### Objectif:
Rédigez la suite du texte sur la sobriété et la croissance verte, en partant de sa dernière phrase.

Résumé
La croissance demeure le gouvernail des politiques économiques et sociales. Si l’existence d’externalités négatives est reconnue, les décideurs se contentent le plus souvent de soutenir la croissance verte. Or, historiquement, la croissance s’est toujours accompagnée d’un accroissement de notre consommation énergétique et de matière. L’adhésion aux promesses de la croissance verte et de la technologie souligne une compréhension incomplète des cycles énergétique et socio-économique. Une croissance verte « neutre ou faible en carbone » relève du mythe et occulte le concept de sobriété, qui invite à penser de manière systémique nos modes de vie et notre rapport à l’environnement.
Pour atteindre l’objectif de neutralité carbone en 2050, il existe trois leviers : la substitution des énergies fossiles par des énergies renouvelables, l’efficacité énergétique et la sobriété. Pour autant, cette approche n’est ni ordonnée, ni systémique et, dans le récit dominant, la sobriété est absente ou mal comprise. Avant de penser à l’efficacité ou au déploiement des énergies renouvelables, il est nécessaire de réfléchir en premier lieu aux usages de l’énergie par la société. Les ressources étant en partie limitées, consommer ou produire moins pour certains peut permettre à d’autres de consommer et de produire suffisamment. C’est aussi un moyen d’éviter les conflits liés à l’énergie et notamment à l’extraction des ressources. Le concept de sobriété fédère cette exigence et concilie lutte pour la préservation de l’environnement et contre les inégalités.
Interroger les besoins, c’est les hiérarchiser. Prioriser ceux qui sont vitaux, puis essentiels, tout en limitant ceux qui relèvent du superflu ou du nocif. La sobriété pousse donc à questionner les besoins et, à travers eux, notre rapport au temps, à l’espace, à ce qui nous entoure, à la technique. Elle remet en cause certains habitus individuels ou collectifs. Elle convoque une réflexion plus profonde de nos modes de vie individuels et surtout collectifs, ainsi que le fonctionnement de nos sociétés dont l’économie n’est qu’un instrument à leur service. Elle n’est pas une adaptation à la marge. Si, aujourd’hui, la sobriété demeure le parent pauvre des politiques publiques, c’est parce qu’elle contraint à une analyse systémique et pluridisciplinaire sur différents horizons temporels des volumes produits et consommés. En conséquence, elle implique la redéfinition profonde et transparente de l’organisation économique et sociale, donc du contrat social.

### Données enregistrées:
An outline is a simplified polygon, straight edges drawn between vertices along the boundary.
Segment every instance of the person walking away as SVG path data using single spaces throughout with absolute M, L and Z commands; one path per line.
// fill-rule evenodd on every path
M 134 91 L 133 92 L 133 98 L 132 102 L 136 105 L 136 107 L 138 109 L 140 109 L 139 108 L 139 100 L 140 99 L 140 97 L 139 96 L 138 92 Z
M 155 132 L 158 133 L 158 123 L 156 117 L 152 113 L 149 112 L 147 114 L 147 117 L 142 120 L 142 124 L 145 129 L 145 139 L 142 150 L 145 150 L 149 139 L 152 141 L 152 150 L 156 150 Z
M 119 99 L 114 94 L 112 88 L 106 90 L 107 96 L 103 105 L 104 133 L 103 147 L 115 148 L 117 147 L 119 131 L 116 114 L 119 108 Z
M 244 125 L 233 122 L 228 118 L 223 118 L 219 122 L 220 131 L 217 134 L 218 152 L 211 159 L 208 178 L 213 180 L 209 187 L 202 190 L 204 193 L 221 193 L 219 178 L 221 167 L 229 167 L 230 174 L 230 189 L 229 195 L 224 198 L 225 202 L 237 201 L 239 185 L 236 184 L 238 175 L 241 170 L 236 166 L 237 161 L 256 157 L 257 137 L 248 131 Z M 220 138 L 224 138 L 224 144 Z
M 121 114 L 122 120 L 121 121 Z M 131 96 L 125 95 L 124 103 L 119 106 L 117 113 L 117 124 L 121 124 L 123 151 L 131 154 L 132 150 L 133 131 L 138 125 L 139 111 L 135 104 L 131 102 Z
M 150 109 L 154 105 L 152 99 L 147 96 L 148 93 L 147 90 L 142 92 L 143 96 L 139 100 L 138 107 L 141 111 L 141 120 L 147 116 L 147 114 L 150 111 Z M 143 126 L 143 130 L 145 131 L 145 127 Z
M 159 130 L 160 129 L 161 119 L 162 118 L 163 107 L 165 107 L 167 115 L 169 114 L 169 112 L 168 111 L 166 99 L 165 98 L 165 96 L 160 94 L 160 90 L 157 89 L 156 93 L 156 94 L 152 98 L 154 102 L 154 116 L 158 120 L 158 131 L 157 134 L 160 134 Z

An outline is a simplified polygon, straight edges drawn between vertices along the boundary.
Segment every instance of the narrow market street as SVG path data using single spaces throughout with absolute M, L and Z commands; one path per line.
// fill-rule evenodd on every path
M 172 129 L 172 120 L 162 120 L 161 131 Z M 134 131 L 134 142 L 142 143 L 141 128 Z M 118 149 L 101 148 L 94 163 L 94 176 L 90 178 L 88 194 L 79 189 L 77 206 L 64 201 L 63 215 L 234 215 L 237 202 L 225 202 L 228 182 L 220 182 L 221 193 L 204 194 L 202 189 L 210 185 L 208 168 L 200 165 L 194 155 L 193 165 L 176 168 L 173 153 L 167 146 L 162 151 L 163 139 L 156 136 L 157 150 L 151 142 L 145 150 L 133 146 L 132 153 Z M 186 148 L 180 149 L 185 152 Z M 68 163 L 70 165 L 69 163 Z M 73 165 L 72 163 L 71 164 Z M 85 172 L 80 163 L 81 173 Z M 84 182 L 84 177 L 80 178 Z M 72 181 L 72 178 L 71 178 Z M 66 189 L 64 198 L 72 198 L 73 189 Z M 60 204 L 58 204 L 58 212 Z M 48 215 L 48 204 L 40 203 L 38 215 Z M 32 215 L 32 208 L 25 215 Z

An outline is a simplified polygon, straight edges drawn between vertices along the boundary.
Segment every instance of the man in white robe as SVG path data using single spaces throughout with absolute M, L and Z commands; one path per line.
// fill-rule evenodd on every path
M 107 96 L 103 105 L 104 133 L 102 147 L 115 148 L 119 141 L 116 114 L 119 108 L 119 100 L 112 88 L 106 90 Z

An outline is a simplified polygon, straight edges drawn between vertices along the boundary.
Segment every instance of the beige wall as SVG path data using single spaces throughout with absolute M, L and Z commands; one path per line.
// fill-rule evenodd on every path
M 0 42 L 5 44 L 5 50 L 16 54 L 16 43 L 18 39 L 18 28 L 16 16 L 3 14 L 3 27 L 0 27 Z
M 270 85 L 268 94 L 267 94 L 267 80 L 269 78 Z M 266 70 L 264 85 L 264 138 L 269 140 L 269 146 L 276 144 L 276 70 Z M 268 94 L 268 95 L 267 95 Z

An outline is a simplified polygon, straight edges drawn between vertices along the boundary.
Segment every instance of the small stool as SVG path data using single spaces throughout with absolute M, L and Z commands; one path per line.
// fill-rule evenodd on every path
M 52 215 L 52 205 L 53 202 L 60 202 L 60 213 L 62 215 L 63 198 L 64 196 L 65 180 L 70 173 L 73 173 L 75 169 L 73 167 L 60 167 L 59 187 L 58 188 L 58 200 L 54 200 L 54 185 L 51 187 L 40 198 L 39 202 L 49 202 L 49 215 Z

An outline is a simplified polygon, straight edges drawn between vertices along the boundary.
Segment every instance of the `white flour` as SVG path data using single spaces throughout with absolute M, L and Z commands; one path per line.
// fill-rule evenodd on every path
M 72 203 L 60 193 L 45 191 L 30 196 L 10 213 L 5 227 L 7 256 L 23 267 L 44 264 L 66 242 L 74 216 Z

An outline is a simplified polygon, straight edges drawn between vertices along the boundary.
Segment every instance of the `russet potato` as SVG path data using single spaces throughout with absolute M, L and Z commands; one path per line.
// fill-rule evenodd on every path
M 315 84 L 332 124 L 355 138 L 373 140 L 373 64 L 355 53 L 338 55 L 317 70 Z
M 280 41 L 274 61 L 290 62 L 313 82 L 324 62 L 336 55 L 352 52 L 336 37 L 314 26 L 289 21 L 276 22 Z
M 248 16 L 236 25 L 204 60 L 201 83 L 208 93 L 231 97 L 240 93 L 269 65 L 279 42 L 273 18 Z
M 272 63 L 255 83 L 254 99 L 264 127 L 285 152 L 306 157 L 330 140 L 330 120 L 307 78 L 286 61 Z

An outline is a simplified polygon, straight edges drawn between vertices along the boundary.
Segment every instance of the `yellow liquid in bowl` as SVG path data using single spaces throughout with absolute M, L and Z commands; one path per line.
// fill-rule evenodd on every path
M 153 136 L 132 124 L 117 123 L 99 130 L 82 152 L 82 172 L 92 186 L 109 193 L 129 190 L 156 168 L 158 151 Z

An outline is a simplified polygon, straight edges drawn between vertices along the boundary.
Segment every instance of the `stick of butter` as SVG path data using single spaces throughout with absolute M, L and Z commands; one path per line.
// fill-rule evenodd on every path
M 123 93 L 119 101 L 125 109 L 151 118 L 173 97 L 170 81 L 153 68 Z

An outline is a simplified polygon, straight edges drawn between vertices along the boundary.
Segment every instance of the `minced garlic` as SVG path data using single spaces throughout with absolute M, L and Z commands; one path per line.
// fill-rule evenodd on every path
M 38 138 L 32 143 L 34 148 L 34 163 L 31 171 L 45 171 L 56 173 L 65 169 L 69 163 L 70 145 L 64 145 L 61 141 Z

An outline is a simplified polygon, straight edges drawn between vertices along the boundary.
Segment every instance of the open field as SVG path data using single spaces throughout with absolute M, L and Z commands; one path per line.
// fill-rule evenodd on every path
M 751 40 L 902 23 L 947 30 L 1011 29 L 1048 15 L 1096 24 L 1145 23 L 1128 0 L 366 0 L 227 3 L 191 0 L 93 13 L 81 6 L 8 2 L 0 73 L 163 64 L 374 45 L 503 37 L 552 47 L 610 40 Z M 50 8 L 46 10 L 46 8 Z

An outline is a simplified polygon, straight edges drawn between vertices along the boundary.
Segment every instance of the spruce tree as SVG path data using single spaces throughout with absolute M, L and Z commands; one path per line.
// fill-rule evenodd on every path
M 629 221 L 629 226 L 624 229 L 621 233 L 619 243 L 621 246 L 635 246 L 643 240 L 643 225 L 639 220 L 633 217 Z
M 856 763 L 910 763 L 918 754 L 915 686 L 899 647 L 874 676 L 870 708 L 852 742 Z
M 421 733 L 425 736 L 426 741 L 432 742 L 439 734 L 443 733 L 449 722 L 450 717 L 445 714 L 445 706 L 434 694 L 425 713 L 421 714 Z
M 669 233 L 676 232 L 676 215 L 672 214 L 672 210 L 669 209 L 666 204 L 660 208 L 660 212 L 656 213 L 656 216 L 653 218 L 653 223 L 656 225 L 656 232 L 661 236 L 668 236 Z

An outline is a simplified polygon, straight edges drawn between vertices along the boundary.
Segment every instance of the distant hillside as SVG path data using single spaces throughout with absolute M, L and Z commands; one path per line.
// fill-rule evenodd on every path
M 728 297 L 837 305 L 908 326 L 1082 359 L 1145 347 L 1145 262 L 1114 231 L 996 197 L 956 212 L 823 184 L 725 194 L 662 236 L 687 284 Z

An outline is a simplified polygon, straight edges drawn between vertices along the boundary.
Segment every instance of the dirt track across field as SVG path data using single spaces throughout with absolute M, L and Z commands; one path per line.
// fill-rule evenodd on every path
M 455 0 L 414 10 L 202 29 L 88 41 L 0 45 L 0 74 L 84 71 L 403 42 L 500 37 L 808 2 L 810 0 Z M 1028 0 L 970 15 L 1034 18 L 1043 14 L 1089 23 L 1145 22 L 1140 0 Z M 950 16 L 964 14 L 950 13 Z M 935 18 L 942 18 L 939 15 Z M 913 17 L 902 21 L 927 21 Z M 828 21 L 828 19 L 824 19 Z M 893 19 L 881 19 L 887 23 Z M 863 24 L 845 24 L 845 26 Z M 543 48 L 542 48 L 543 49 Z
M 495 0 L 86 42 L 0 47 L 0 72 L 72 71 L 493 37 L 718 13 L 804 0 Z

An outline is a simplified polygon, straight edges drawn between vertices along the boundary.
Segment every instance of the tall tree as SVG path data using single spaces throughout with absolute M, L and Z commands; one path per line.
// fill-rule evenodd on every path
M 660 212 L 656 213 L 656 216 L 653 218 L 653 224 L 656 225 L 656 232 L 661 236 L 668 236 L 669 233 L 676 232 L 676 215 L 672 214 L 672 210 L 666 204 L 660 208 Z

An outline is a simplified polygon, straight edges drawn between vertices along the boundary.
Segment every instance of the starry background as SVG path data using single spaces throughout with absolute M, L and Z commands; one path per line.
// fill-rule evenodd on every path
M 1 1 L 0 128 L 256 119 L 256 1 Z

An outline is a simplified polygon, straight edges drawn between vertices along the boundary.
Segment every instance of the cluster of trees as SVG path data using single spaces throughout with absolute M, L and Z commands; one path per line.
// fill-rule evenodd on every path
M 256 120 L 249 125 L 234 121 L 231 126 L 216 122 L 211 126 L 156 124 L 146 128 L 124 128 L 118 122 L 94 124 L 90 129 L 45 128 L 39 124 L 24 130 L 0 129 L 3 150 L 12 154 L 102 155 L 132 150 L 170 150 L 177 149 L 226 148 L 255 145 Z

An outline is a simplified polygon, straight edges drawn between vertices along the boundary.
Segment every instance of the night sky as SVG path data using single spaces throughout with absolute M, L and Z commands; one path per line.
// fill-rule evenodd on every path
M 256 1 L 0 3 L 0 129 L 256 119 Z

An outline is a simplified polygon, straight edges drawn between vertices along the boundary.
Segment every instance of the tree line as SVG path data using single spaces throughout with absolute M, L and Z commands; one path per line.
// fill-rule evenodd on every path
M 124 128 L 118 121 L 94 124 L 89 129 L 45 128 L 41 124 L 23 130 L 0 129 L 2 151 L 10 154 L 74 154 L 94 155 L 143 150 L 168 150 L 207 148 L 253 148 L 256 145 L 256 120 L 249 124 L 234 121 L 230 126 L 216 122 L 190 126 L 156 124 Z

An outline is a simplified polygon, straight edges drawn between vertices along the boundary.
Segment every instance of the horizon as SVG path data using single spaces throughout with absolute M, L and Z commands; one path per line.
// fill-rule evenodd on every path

### Réponse attendue:
Popularisée en France par l’association négaWatt dès les années 2000, la sobriété est désormais considérée comme un point de passage obligé de la transition écologique par l’ensemble des scénarios de prospectives publiés récemment en France – RTE, ADEME, négaWatt, Solagro, IDDRI. Dans son dernier rapport[i], le GIEC consacre un chapitre entièrement dédié à la demande de services et aux aspects sociaux de l’atténuation dans lequel la notion de « sufficiency policies » (politiques de sobriété) est introduite.
Pour autant, ce concept de sobriété a longtemps été mal compris[ii], sans doute volontairement tant elle n’apparait pas compatible avec le récit dominant de la croissance verte. Si elle renvoie d’abord aux questions énergétiques, la sobriété dépasse largement ces seules préoccupations. En effet, par le besoin d’ordonner la manière de penser la transition, ce concept ouvre à des changements davantage collectifs qu’individuels. En interrogeant les usages de l’énergie, elle renverse des rapports institués et questionne nos sociétés
modernes.
[i] Rapport AR6 WG III : Climate Change 2022: Mitigation of Climate Change (ipcc.ch)
[ii] Sur la polysémie de la notion de sobriété, voir « Sobriété : la fin du mythe de la croissance ? », par Dominique Méda (nouvelobs.com).
Les auteurs
- Julien Bueb est Docteur en Sciences économiques, spécialisé en économie de l’environnement et des matières premières. Il a travaillé dans différentes administrations centrales et a suivi les sujets liés à la macroéconomie, la planification et la transition socio-écologique et la géopolitique. Il intervient, en outre, à Paris 1 Panthéon-Sorbonne où il pilote le séminaire « transition écologique et Anthropocène », et à l’ENS en géopolitique de l’environnement.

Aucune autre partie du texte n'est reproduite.